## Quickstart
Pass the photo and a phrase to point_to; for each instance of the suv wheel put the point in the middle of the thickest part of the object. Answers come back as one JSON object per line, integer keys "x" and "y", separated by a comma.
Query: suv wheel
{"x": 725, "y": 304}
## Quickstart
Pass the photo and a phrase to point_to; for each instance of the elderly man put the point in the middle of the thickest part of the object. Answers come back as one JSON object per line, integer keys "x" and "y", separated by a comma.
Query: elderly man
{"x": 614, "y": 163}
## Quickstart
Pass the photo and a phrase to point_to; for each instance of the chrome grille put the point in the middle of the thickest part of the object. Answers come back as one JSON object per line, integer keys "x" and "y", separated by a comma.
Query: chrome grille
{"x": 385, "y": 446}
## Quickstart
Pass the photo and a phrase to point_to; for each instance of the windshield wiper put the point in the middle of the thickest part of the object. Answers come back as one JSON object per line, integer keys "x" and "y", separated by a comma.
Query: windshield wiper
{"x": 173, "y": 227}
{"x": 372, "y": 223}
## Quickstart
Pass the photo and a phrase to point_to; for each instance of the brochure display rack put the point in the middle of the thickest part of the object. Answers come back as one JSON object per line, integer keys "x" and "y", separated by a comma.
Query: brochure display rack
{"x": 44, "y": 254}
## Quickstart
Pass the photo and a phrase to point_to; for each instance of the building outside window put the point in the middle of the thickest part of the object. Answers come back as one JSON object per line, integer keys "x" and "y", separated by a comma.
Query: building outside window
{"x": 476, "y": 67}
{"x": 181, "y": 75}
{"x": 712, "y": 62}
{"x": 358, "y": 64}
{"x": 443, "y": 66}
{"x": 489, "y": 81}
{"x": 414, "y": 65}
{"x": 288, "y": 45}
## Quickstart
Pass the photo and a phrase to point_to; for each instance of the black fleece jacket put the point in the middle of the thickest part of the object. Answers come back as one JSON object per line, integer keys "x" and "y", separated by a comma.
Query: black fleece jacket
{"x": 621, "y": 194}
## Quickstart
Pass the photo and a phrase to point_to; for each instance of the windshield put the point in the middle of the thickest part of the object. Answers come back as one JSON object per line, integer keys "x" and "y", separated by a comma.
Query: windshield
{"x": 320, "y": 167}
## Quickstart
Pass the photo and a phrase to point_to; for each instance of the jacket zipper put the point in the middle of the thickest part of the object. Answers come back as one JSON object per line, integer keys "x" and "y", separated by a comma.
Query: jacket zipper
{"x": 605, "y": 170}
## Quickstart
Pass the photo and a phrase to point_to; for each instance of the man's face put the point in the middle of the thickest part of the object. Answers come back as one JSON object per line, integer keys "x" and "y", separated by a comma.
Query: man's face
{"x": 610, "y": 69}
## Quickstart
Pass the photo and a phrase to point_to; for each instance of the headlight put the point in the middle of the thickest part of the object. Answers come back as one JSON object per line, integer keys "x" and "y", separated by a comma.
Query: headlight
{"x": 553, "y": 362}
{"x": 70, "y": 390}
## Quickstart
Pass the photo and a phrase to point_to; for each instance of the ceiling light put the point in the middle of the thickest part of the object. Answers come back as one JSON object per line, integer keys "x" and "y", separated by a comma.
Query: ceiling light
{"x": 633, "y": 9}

◆ ◆ ◆ ◆ ◆ ◆ ◆

Restate every record exactly, leaving nothing out.

## Quickstart
Pass the photo and a phrase to point_to; for each instance of the suv wheel put the point in the middle of the thickest part of the object. Answers come back as one JSON object per line, integer keys "x" and "y", separated by a comma.
Query: suv wheel
{"x": 725, "y": 304}
## Quickstart
Pass the photo and a phrase to point_to; for each instance of the elderly man put the point in the middle of the thickest part of the object. Answers come back as one JSON object per line, integer keys "x" and "y", separated by a comma.
Query: elderly man
{"x": 614, "y": 163}
## Quickstart
Pass the photo and a phrase to point_to; for each instance of the chrome grille put the point in the middle of the thickest part of the object. Answers come back as one JSON object per line, integer keys "x" and "y", separated by a comma.
Query: chrome grille
{"x": 385, "y": 446}
## Quickstart
Pass the photo and a phrase to point_to; for each instance of the windshield wiper put the point in the middle of the thickest part of the object. Answers come back as one JSON object per line, integer keys "x" and "y", separated by a comma.
Query: windshield wiper
{"x": 173, "y": 227}
{"x": 372, "y": 223}
## Quickstart
Pass the photo and a phrase to point_to; for each instance of the brochure display rack put the point in the middle of the thickest part of the object. Answers come back as one JSON object per line, integer keys "x" and "y", separated by a comma.
Query: brochure display rack
{"x": 44, "y": 254}
## Quickstart
Pass the photo and a phrase to point_to; for each instance of the building outside window put the point in the middle of the thickest part of the object. Answers come back as one JSON object per line, integer keys "x" and "y", separated by a comma.
Query: building outside window
{"x": 476, "y": 67}
{"x": 181, "y": 75}
{"x": 712, "y": 62}
{"x": 358, "y": 64}
{"x": 443, "y": 66}
{"x": 489, "y": 81}
{"x": 414, "y": 65}
{"x": 288, "y": 45}
## Quickstart
Pass the photo and a phrase to point_to; for each instance of the black fleece jacket put the point in the middle of the thickest part of the object. Answers come back as one JSON object per line, integer keys "x" and "y", separated by a comma.
Query: black fleece jacket
{"x": 621, "y": 194}
## Quickstart
Pass the photo and a phrase to point_to; for each instance of the windshield put the point in the middle of the thickest part of the object. Answers come back as one JSON object per line, integer keys "x" and "y", separated by a comma.
Query: windshield
{"x": 320, "y": 167}
## Quickstart
Pass the photo and a phrase to point_to; for each instance of the jacket zipper put the point in the middle of the thickest part of the object. Answers come back as one JSON object per line, integer keys "x" and "y", separated by a comma.
Query: jacket zipper
{"x": 605, "y": 170}
## Quickstart
Pass the photo and a phrase to point_to; for each instance of the man's face put the point in the middle of the thickest part of the object. Answers come back as one JSON object per line, integer keys "x" and "y", separated by a comma.
Query: man's face
{"x": 610, "y": 69}
## Quickstart
Pass the photo and a phrase to point_to; for each instance of the headlight put the point in the middle of the thickest part of the object. Answers come back as one JSON object per line, integer keys "x" and "y", separated by a comma.
Query: headlight
{"x": 553, "y": 362}
{"x": 70, "y": 390}
## Quickstart
Pass the photo and a phrase to point_to; for each instance of the ceiling light put the point in the middle of the thickest part of the object. Answers come back as one JSON object per line, integer keys "x" and "y", separated by a comma.
Query: ceiling light
{"x": 633, "y": 9}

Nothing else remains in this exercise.